## Written tasks
[A] In the text about Wright and bitcoin, where is Wright building an even more powerful supercomputing cluster, and why there?
[B] Copy word for word the part of the text about Wright and bitcoin between "More circumstantially, Wright’s" and "of Japanese culture.", inclusive.

More circumstantially, Wright’s blog, his public records, and his verified writings on mail lists and Twitter sketch a man who matches with Satoshi Nakamoto’s known characteristics well enough to place him leagues above other candidates. He’s a former subscriber to the 1990s “cypherpunks” mailing list devoted to anti-authoritarianism and encryption, an advocate of gold as a financial tool, an accomplished C++ coder, a security professional plausibly capable of writing a tough-to-hack protocol like bitcoin, a libertarian who battled with tax authorities, and a fan of Japanese culture.

He is also—parallels to Nakamoto aside—a strange and remarkable person: an almost obsessive autodidact and double-PhD who once boasted of obtaining new graduate degrees at a rate of about one a year. He’s a climate-change denier, a serial entrepreneur who started companies ranging from security consultancies to a bitcoin bank, and an eccentric who wrote on his blog that he once accepted a challenge to create a pencil from scratch and spent years on the problem, going so far as to make his own bricks to build his own kiln in which to mix the pencil’s graphite.

Wright’s blogging and leaked emails describe a man so committed to an unproven cryptocurrency idea that he mortgaged three properties and invested more than $1 million in computers, power, and connectivity—even going so far as to lay fiberoptic cables to his remote rural home in eastern Australia to mine the first bitcoins. His company, Tulip Trading, built two supercomputers that have officially ranked among the top 500 in the world, both seemingly related to his cryptocurrency projects. (Wright seems to enjoy tulip references, a likely taunt at those who have compared bitcoin to the Netherlands’ 17th century “tulip bubble.”) The first of those supercomputers he named Sukuriputo Okane—Japanese for “script money.” Another, named Co1n, holds the title of the world’s most powerful privately owned supercomputer. As Wright told the Bitcoin Investor’s conference, he’s applying that second machine towards the mysterious task of “modeling Bitcoin’s scalability,” and meanwhile building an even more powerful supercomputing cluster in Iceland because of its cheap geothermal power.

## Records provided
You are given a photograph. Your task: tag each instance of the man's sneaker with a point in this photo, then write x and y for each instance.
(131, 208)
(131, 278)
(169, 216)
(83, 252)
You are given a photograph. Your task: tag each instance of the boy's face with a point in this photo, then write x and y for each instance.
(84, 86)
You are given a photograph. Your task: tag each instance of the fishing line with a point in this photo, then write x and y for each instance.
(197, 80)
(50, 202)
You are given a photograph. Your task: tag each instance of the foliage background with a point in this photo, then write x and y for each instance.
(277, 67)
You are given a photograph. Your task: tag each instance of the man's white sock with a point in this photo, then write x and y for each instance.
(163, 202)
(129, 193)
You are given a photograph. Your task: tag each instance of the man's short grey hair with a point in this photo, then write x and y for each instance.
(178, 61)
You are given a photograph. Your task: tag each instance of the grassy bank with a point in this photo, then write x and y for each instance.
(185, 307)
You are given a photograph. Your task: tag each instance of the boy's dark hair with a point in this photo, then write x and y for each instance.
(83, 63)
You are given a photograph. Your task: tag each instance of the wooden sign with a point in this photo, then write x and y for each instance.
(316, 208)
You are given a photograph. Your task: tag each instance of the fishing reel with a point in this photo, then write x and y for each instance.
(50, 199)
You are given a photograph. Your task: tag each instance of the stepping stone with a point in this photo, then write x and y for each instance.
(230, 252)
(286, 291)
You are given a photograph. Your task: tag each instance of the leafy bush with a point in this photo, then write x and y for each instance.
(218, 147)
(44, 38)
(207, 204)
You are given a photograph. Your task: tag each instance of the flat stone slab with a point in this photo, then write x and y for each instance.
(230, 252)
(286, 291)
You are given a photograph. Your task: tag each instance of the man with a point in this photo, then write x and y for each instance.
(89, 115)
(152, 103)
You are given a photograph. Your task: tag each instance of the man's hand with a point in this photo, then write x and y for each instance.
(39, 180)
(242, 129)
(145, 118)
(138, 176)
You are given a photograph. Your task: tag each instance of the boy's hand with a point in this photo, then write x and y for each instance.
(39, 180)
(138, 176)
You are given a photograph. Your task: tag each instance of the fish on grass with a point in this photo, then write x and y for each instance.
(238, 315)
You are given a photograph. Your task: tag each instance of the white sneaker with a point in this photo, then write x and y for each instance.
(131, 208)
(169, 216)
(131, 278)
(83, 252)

## Answers in order
[A] In Iceland, because of its cheap geothermal power.

[B]
More circumstantially, Wright’s blog, his public records, and his verified writings on mail lists and Twitter sketch a man who matches with Satoshi Nakamoto’s known characteristics well enough to place him leagues above other candidates. He’s a former subscriber to the 1990s “cypherpunks” mailing list devoted to anti-authoritarianism and encryption, an advocate of gold as a financial tool, an accomplished C++ coder, a security professional plausibly capable of writing a tough-to-hack protocol like bitcoin, a libertarian who battled with tax authorities, and a fan of Japanese culture.